**Set exercise 1**
According to the album review, where and when was Nomade first performed?

Album review: Spectacular premiere recording for Sebastian Fagerlund’s Cello Concerto by Nicolas Alstaedt, the Finnish Radio Symphony Orchestra and Hannu Lintu

Over the past fifteen years or so, Sebastian Fagerlund has written an amazing series of concertos, including ones by saxophone (2004), clarinet (2005-06), violin (Darkness in Light, 2012), guitar (Transit, 2013) and bassoon (Mana, 2013-14). Premiered at the Elbphilharmonie Hamburg on 15 February 2019, Nomade (2018) for violoncello and orchestra marks the composer’s latest foray into the genre, now caught on disc by Fagerlund’s home label BIS.

Recorded in conjunction with the Finnish premiere performances at the Helsinki Music Centre on 10 and 11 April 2019, Nomade is committed to disc by its dedicatee Nicolas Alstaedt, together with the Finnish Radio Symphony Orchestra and Chief Conductor Hannu Lintu, longtime champions of Fagerlund’s music.

(Records)

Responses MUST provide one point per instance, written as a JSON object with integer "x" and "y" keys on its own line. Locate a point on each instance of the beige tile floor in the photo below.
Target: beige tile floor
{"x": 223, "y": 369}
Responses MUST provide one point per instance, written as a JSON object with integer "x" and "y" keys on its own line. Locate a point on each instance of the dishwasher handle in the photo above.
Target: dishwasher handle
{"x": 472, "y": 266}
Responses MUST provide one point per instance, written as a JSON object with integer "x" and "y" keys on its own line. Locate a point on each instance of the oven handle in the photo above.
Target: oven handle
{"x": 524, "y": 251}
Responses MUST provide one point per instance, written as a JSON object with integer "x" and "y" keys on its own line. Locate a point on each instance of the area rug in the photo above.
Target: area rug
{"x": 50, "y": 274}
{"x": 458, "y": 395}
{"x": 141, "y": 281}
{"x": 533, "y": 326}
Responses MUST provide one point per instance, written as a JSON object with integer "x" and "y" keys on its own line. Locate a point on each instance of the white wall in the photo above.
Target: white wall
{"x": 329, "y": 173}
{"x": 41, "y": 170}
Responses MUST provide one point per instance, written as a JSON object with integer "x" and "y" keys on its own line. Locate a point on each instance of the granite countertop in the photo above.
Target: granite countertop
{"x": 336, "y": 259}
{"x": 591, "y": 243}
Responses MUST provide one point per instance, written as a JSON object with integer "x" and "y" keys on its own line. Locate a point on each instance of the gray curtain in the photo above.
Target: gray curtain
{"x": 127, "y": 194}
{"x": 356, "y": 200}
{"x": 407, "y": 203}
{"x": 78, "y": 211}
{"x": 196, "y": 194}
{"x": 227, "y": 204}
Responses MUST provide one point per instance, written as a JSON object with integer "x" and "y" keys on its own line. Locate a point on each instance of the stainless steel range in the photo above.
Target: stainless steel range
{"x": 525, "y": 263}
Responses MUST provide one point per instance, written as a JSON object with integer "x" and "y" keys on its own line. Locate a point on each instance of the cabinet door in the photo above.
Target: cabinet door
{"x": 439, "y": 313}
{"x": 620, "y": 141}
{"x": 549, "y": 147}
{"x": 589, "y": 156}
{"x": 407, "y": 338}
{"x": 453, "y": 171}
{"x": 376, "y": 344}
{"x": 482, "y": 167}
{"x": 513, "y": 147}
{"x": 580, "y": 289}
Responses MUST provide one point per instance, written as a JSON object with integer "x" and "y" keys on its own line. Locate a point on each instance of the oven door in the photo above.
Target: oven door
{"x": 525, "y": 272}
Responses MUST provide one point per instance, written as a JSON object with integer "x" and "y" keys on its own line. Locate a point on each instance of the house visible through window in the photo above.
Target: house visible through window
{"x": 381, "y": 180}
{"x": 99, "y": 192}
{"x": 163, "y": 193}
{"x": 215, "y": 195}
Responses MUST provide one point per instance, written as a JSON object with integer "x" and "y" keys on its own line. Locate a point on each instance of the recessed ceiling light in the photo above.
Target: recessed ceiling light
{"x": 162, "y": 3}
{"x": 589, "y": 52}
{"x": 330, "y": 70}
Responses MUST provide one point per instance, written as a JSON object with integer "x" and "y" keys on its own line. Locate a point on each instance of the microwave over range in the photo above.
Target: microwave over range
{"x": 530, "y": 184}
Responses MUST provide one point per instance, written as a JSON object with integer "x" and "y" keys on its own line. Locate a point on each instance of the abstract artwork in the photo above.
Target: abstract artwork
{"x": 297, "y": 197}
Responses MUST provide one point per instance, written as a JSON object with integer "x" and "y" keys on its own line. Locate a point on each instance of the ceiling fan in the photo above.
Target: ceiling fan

**Set exercise 2**
Collect each line of the records that contains the word "white".

**Complete response 1**
It was premiered at the Elbphilharmonie Hamburg on 15 February 2019.

**Complete response 2**
Responses MUST provide one point per instance, written as a JSON object with integer "x" and "y" keys on its own line. Locate a point on each instance of the white wall in the photo above.
Target: white wall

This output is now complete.